- _What this task involves_
Word for word, copy each record that comes after this.

- _Records provided_
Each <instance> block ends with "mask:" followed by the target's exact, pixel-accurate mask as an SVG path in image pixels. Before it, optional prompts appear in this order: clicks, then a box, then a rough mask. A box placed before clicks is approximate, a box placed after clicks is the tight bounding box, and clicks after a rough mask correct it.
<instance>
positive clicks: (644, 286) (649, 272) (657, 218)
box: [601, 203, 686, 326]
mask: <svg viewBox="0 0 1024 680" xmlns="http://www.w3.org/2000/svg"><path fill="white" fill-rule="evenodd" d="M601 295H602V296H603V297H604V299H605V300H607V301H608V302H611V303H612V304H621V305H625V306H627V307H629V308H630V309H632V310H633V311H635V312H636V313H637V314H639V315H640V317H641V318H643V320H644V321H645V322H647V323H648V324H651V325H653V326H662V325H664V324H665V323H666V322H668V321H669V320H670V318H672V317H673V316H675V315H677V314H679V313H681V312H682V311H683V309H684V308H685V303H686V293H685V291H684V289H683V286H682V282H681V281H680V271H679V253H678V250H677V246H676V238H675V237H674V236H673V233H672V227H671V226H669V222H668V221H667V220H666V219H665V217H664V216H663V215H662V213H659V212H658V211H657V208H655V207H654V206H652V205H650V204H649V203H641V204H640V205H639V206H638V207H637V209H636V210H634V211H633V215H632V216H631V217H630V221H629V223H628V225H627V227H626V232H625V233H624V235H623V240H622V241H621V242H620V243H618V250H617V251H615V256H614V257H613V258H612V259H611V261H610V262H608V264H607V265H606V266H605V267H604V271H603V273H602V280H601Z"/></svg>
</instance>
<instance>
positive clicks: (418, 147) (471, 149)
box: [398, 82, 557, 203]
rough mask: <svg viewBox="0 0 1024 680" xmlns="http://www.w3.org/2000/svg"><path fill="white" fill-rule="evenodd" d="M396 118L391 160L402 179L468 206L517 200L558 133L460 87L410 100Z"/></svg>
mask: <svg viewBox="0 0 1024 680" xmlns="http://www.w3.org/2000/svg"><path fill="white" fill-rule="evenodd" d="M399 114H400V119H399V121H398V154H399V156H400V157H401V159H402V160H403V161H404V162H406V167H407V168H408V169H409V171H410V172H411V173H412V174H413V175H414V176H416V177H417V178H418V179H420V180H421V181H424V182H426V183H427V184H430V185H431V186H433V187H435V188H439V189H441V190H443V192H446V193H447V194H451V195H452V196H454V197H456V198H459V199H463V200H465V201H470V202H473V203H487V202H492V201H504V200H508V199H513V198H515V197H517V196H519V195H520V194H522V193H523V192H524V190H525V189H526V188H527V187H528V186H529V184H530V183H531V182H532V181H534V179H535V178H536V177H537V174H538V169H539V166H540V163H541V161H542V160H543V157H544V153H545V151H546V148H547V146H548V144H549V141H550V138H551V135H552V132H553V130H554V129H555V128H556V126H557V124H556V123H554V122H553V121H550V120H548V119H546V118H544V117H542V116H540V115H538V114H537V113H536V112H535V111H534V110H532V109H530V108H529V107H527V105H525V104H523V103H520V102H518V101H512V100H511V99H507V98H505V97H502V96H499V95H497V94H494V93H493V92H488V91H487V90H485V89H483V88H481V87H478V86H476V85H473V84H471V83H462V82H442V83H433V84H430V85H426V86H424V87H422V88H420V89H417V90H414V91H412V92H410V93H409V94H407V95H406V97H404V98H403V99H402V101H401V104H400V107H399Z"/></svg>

- _Answer section_
Each <instance> block ends with "mask:" followed by the target's exact, pixel-accurate mask as an SVG path in image pixels. Before it, optional prompts appear in this order: clicks, then a box, then a rough mask. A box placed before clicks is approximate, a box placed after clicks is the tight bounding box, and clicks after a rough mask correct it.
<instance>
positive clicks: (644, 286) (649, 272) (657, 218)
box: [601, 203, 686, 326]
mask: <svg viewBox="0 0 1024 680" xmlns="http://www.w3.org/2000/svg"><path fill="white" fill-rule="evenodd" d="M601 295H602V296H603V297H604V299H605V300H607V301H608V302H611V303H612V304H621V305H625V306H627V307H629V308H630V309H632V310H633V311H635V312H636V313H637V314H639V315H640V317H641V318H643V320H644V321H645V322H647V323H648V324H651V325H653V326H662V325H664V324H665V323H666V322H668V321H669V320H670V318H672V317H673V316H675V315H677V314H679V313H681V312H682V311H683V309H684V308H685V303H686V293H685V291H684V289H683V286H682V282H681V281H680V271H679V253H678V250H677V246H676V238H675V237H674V236H673V233H672V227H671V226H669V222H668V221H667V220H666V219H665V217H664V216H663V215H662V213H659V212H658V211H657V208H655V207H654V206H652V205H650V204H649V203H641V204H640V205H639V206H638V207H637V209H636V210H634V211H633V215H632V216H631V217H630V221H629V223H628V225H627V227H626V232H625V233H624V235H623V240H622V241H621V242H620V243H618V250H617V251H615V256H614V257H613V258H612V259H611V261H610V262H608V264H607V265H606V266H605V267H604V271H603V273H602V280H601Z"/></svg>
</instance>
<instance>
positive clicks: (418, 147) (471, 149)
box: [398, 82, 557, 203]
rough mask: <svg viewBox="0 0 1024 680" xmlns="http://www.w3.org/2000/svg"><path fill="white" fill-rule="evenodd" d="M396 118L391 160L402 179L468 206L517 200L558 133L460 87L410 100Z"/></svg>
mask: <svg viewBox="0 0 1024 680" xmlns="http://www.w3.org/2000/svg"><path fill="white" fill-rule="evenodd" d="M399 114H400V119H399V121H398V154H399V156H400V157H401V159H402V160H403V161H404V162H406V167H407V168H408V169H409V171H410V172H411V173H412V174H413V175H414V176H416V177H417V178H418V179H420V180H421V181H424V182H426V183H427V184H430V185H431V186H433V187H435V188H439V189H441V190H443V192H446V193H447V194H451V195H452V196H454V197H456V198H459V199H463V200H465V201H470V202H473V203H487V202H492V201H504V200H508V199H513V198H515V197H517V196H519V195H520V194H522V193H523V192H524V190H525V189H526V188H527V187H528V186H529V184H530V183H531V182H532V181H534V179H535V178H536V177H537V174H538V169H539V166H540V163H541V161H542V160H543V157H544V153H545V151H546V148H547V146H548V144H549V141H550V138H551V135H552V132H553V130H554V129H555V128H556V126H557V124H556V123H554V122H553V121H550V120H548V119H546V118H544V117H542V116H540V115H538V114H537V113H536V112H535V111H534V110H532V109H530V108H529V107H527V105H525V104H523V103H520V102H518V101H512V100H511V99H507V98H505V97H502V96H499V95H497V94H494V93H493V92H488V91H487V90H485V89H483V88H481V87H478V86H476V85H473V84H471V83H462V82H442V83H433V84H430V85H426V86H424V87H422V88H420V89H417V90H414V91H412V92H410V93H409V94H407V95H406V97H404V98H403V99H402V101H401V104H400V107H399Z"/></svg>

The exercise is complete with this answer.